**PROBLEM DESCRIPTION:** Rewrite the entries from the line holding "TARGET = white house wall" through the end of the entries, inclusive, changing "brick facade" to "brick frontage" and keeping every other character as it stands. Return only those lines.

**RECORDS PROVIDED:**
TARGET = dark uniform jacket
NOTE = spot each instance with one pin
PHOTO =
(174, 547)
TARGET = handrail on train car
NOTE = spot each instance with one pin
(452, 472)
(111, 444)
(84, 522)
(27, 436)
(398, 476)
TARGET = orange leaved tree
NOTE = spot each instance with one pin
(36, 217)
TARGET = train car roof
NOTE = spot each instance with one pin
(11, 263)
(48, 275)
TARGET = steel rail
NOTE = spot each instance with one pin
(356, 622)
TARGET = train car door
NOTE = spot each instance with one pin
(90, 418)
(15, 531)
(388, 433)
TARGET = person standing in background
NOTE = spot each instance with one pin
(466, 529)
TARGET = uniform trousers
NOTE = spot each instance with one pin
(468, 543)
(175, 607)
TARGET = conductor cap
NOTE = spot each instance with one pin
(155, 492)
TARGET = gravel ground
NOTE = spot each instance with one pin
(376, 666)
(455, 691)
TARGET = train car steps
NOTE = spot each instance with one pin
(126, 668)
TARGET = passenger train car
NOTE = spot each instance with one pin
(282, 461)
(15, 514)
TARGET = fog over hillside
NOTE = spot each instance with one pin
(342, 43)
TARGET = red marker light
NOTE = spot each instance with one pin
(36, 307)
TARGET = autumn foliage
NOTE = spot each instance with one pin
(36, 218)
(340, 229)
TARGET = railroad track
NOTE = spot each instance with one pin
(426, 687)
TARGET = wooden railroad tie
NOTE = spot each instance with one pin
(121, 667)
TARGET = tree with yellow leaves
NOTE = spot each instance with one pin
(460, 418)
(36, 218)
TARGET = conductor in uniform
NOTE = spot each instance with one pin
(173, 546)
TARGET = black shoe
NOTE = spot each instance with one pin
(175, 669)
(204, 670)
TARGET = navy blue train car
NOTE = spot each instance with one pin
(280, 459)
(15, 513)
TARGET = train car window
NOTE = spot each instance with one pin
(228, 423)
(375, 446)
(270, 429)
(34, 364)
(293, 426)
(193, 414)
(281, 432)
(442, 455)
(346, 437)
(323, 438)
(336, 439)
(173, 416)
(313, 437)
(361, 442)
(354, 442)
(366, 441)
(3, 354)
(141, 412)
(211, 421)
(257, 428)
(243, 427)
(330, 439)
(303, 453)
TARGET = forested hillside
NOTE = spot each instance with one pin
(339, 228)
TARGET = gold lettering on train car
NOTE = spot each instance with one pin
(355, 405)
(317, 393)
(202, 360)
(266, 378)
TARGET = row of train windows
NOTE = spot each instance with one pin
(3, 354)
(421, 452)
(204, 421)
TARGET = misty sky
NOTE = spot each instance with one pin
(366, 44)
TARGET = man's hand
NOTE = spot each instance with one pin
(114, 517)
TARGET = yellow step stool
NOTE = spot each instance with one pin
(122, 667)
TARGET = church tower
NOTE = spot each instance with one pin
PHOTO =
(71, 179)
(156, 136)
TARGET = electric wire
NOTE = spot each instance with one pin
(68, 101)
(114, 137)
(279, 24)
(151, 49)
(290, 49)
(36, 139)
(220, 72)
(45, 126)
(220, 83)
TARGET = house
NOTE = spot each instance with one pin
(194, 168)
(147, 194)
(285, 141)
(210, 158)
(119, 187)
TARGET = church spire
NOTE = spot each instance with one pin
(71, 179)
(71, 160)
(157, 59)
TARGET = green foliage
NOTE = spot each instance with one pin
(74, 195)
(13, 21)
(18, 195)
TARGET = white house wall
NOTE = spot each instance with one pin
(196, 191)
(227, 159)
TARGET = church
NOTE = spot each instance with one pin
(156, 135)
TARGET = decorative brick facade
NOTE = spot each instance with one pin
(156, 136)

**EXERCISE OUTPUT:**
TARGET = white house wall
NOTE = spot each instance with one pin
(196, 191)
(227, 159)
TARGET = church
NOTE = spot each instance with one pin
(156, 135)
TARGET = decorative brick frontage
NOTE = spot each instance with one pin
(156, 136)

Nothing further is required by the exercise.